> Page extract:
Content starts
I think it’s inevitable that if open innovation is to be successful, there are skills and practices we must all try to improve constantly.

Here are three fundamental aspects to everyday work that I think are essential to open innovation:

Connectivity

Connectivity is the mothership from which everything else originates.  We’re inspired by what we see others are able to do, and what they’re not able to do.  If we are well connected in a diverse network, we can translate problem-solving methods from one business sector or specialist area to another.  People who are connected with several, different, diverse networks are at higher risk of having a good idea, because they’re familiar with several different problem-solving cultures: they can re-mix and adapt all those different approaches to find an answer.  (For more on this phenomenon, see Prof Ron Burt, University of Chicago Booth School of Business).

Collaboration

As Annalee Saxenian famously said, innovation is a contact sport.  One person might have an idea on their own, but it always takes a collaborating team of people to turn it into a product – researchers, investors, advisors, manufacturers, end-users and so on.  To be a great business partner, we need to deliver what we promise, and never over-promise; we need to give credit where it’s due; we need to give something away in order to get something back.  And the better connected we are, the more likely we are to find the right collaborators each time.
Content ends
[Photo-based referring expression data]
Content starts
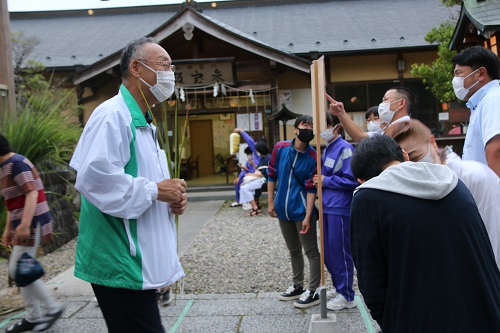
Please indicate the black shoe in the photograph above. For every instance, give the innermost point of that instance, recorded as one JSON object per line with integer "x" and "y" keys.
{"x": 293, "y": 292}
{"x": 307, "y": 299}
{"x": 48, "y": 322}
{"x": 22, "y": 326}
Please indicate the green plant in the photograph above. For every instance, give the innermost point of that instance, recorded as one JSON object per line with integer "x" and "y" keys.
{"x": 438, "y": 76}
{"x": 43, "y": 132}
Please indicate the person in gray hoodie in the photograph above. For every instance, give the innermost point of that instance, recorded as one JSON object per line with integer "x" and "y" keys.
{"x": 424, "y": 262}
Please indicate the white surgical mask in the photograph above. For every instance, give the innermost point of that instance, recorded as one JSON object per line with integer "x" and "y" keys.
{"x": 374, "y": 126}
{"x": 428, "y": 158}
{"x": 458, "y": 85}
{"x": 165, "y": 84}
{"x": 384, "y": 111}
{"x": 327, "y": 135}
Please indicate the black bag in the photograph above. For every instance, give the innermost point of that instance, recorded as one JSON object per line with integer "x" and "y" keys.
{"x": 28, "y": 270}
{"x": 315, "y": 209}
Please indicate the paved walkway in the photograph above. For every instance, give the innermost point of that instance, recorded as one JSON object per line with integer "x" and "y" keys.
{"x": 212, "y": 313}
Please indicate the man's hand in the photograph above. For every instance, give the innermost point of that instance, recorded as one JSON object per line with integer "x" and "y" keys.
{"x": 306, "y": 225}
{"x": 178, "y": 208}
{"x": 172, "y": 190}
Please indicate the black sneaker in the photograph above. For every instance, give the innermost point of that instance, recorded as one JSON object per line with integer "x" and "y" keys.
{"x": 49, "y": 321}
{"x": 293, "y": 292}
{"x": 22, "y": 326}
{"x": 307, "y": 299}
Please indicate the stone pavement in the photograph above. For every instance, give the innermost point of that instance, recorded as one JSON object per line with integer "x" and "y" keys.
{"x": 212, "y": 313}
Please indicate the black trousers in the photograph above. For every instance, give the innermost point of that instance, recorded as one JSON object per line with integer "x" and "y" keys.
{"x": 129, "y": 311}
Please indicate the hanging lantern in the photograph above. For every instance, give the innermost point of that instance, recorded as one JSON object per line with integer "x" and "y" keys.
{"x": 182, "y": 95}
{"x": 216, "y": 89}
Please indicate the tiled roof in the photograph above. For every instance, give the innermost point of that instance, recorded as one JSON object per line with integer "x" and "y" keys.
Content ends
> Problems to work on:
1 > In the open innovation text, swap "contact sport" for "team sport" and write out everything from "As Annalee Saxenian" down to "collaborators each time.".
2 > According to the open innovation text, whom should readers consult for more on the phenomenon of well-connected people having good ideas?
3 > Resume the open innovation text after its last sentence.

> Your written answers:
1 >
As Annalee Saxenian famously said, innovation is a team sport.  One person might have an idea on their own, but it always takes a collaborating team of people to turn it into a product – researchers, investors, advisors, manufacturers, end-users and so on.  To be a great business partner, we need to deliver what we promise, and never over-promise; we need to give credit where it’s due; we need to give something away in order to get something back.  And the better connected we are, the more likely we are to find the right collaborators each time.

2 > Prof Ron Burt, University of Chicago Booth School of Business.

3 >
Challenge

Challenge in two senses.  Firstly, the value of open innovation challenges to generate ideas – the crowdsourcing competitions that are often at the heart of open innovation in practice.  Secondly, the fact that if you’re connected to a diverse network then you can make sure that a promising idea gets challenged from multiple angles – and that’s how we turn a good idea into a great one.

These three aspects of everyday work are our supply depot for everything we need to make open innovation work.  Our individual success will depend on the extent to which we make a conscious effort to always improve our skills at opportunity-spotting, problem-solving, and collaborating with other people in a way that makes them want to work with us again.  Connections, collaborations and challenges are all fundamental to that success.